• Assigned task: Please repeat the data exactly. Any picture in it stays out.

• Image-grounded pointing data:
————————
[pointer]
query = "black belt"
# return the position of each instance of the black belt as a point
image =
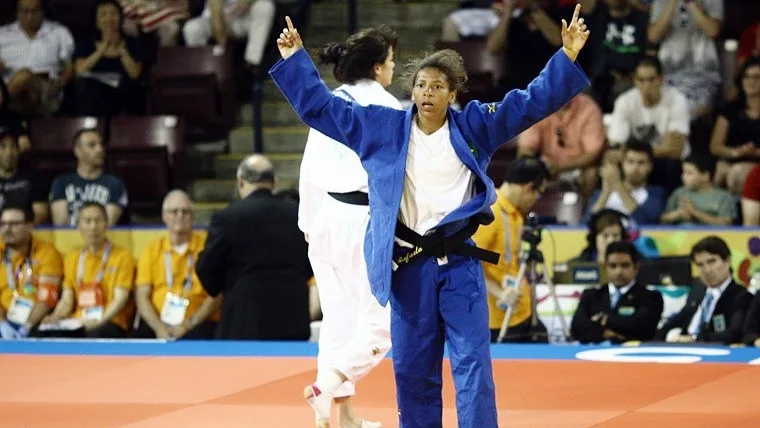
(437, 245)
(351, 198)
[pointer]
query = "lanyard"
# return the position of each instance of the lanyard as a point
(103, 261)
(170, 273)
(14, 274)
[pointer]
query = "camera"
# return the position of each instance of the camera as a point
(532, 230)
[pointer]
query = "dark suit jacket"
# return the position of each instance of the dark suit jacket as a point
(731, 309)
(256, 256)
(752, 323)
(635, 316)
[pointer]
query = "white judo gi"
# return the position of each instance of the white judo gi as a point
(355, 332)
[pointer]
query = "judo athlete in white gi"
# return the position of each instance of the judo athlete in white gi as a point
(428, 193)
(333, 214)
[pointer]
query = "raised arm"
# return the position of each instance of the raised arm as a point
(299, 81)
(491, 125)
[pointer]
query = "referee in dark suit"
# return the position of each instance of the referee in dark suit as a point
(256, 257)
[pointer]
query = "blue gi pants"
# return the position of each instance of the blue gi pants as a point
(430, 305)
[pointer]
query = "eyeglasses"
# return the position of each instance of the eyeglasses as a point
(180, 211)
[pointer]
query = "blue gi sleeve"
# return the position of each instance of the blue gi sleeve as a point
(344, 121)
(489, 125)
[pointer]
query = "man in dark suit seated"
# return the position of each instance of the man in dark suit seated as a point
(715, 310)
(256, 256)
(622, 310)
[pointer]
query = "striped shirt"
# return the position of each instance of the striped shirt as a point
(50, 48)
(151, 14)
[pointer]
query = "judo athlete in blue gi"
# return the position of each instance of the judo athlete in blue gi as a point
(428, 193)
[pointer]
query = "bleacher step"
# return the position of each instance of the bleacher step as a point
(276, 139)
(287, 165)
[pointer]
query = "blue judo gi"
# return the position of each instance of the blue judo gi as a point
(431, 303)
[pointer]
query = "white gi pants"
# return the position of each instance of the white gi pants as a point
(355, 332)
(255, 25)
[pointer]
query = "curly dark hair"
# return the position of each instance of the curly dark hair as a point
(448, 61)
(355, 59)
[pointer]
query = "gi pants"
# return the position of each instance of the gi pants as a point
(355, 333)
(433, 304)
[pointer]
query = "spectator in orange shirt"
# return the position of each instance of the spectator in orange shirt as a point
(30, 275)
(97, 279)
(570, 142)
(170, 299)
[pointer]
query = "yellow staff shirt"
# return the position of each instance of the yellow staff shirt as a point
(46, 261)
(504, 235)
(119, 272)
(151, 270)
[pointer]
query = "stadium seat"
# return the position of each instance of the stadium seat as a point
(197, 85)
(147, 153)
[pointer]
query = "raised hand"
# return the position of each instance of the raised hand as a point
(574, 36)
(289, 41)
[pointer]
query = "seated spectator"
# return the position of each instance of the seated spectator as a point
(97, 279)
(30, 276)
(749, 44)
(630, 193)
(88, 184)
(604, 228)
(752, 324)
(472, 19)
(160, 16)
(237, 18)
(751, 198)
(685, 31)
(736, 136)
(656, 114)
(621, 310)
(35, 60)
(716, 309)
(170, 299)
(108, 68)
(570, 142)
(618, 38)
(17, 188)
(698, 201)
(528, 35)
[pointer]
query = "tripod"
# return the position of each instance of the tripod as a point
(530, 259)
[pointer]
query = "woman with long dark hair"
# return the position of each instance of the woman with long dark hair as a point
(333, 214)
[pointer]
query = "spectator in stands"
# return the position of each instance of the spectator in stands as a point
(108, 68)
(656, 114)
(160, 16)
(751, 198)
(716, 309)
(30, 276)
(523, 185)
(604, 228)
(88, 184)
(17, 188)
(618, 39)
(237, 18)
(630, 193)
(570, 142)
(752, 324)
(256, 256)
(472, 19)
(749, 44)
(736, 136)
(698, 201)
(528, 34)
(97, 279)
(624, 309)
(170, 299)
(35, 60)
(685, 30)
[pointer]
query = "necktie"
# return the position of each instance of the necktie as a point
(616, 295)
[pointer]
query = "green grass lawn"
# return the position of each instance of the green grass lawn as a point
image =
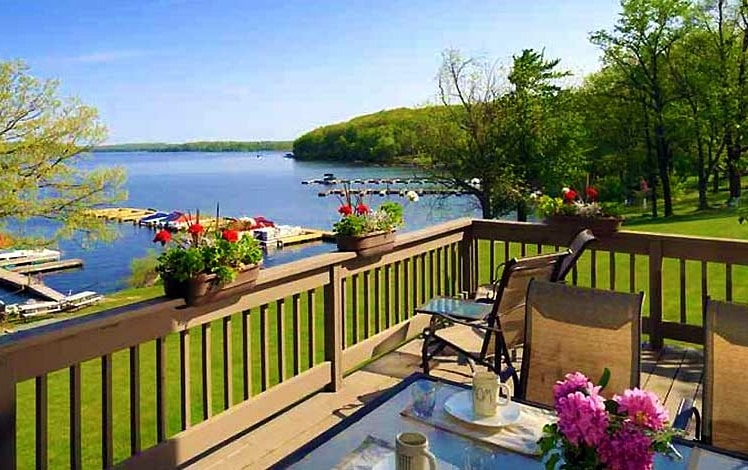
————————
• Your solution:
[pointer]
query = "black belt"
# return the position of each instance of the black belt as a point
image =
(437, 245)
(351, 198)
[pointer]
query = "lanyard"
# return the position of each instance of the lanyard as a point
(103, 261)
(170, 273)
(14, 274)
[pointer]
query = "camera"
# return the position of each instance of the camera as a point
(532, 230)
[pointer]
query = "dark suit jacket"
# return the position of each instance of the dark suit jacket as a point
(731, 309)
(256, 256)
(752, 323)
(635, 316)
[pointer]
query = "white judo gi"
# return the position of each instance of the white judo gi as a point
(355, 332)
[pointer]
query = "judo athlete in white gi"
# return the position of each instance of the judo athlete in white gi as a point
(428, 193)
(333, 214)
[pointer]
query = "raised arm"
# return the position of each instance of the raised arm as a point
(299, 81)
(491, 125)
[pointer]
query = "referee in dark suit"
# return the position of each instance of the referee in dark suit as a point
(256, 257)
[pointer]
query = "blue gi pants"
# return the position of each instance of the blue gi pants as a point
(430, 305)
[pointer]
query = "eyeglasses"
# return the position of each instance of the eyeglasses as a point
(180, 211)
[pointer]
query = "blue gi sleeve"
# return the position of each instance of the blue gi sleeve as a point
(344, 121)
(489, 125)
[pointer]
query = "man in dark suit seated"
# return the position of each instance of the man in dark suit seated as a point
(715, 310)
(256, 256)
(622, 310)
[pointer]
query = "striped shirt"
# return the position of each instance of the striped shirt as a point
(50, 48)
(151, 14)
[pointer]
query = "judo athlete in blue gi"
# return the position of each instance of the judo athlete in blue gi as a point
(428, 193)
[pointer]
query = "bleacher step"
# return the position of each instance of the bleacher step as a point
(276, 139)
(287, 165)
[pointer]
query = "blue judo gi"
# return the position of each instance of the blue judo gi as a point
(431, 303)
[pointer]
query = "white gi pants"
# return the position of each instance of the white gi pants as a point
(355, 332)
(255, 25)
[pointer]
query = "curly dark hair"
# return the position of each instance of the curly dark hair as a point
(448, 61)
(355, 59)
[pointer]
query = "gi pants"
# return the position of each instance of the gi pants as a point
(355, 333)
(433, 304)
[pointer]
query = "spectator in orange shirt"
# return the position of each instance of the spectator in orange shirt as a point
(30, 275)
(97, 279)
(570, 142)
(170, 299)
[pointer]
query = "yellow staff shirt"
# return the position of each instance of the yellow staff shirt as a point
(46, 261)
(504, 235)
(119, 272)
(151, 270)
[pointer]
query = "stadium seat"
# return the position of each instance of the stadium seat as a point
(197, 85)
(147, 153)
[pointer]
query = "raised hand"
# return the position of each instance of the raised hand as a point
(574, 36)
(289, 41)
[pointer]
query = "seated spectator"
# return the position of each instance of the seated spectator as a point
(97, 279)
(30, 276)
(749, 44)
(630, 193)
(88, 184)
(604, 228)
(752, 324)
(472, 19)
(160, 16)
(237, 18)
(751, 198)
(685, 31)
(736, 136)
(656, 114)
(621, 310)
(35, 60)
(716, 309)
(170, 299)
(108, 68)
(570, 142)
(618, 38)
(17, 188)
(698, 201)
(528, 35)
[pointer]
query = "tripod"
# return the position of each instance of the tripod as a point
(530, 259)
[pointer]
query = "woman with long dark hair"
# return the position of each instance of the woman with long dark hair as a point
(333, 214)
[pointer]
query = "spectator in stands"
# return the position of each instance of the spectator in stands as a point
(108, 68)
(656, 114)
(160, 16)
(751, 198)
(716, 309)
(30, 276)
(523, 185)
(604, 228)
(88, 184)
(17, 188)
(618, 39)
(237, 18)
(630, 193)
(570, 142)
(752, 324)
(256, 256)
(472, 19)
(749, 44)
(736, 136)
(698, 201)
(528, 34)
(97, 279)
(624, 309)
(170, 299)
(35, 60)
(685, 30)
[pointer]
query = "necktie"
# return the position of each instance of the necktie as a point
(616, 295)
[pointer]
query = "green grass lawn"
# return the position of each instance of the green grass lawn as a point
image =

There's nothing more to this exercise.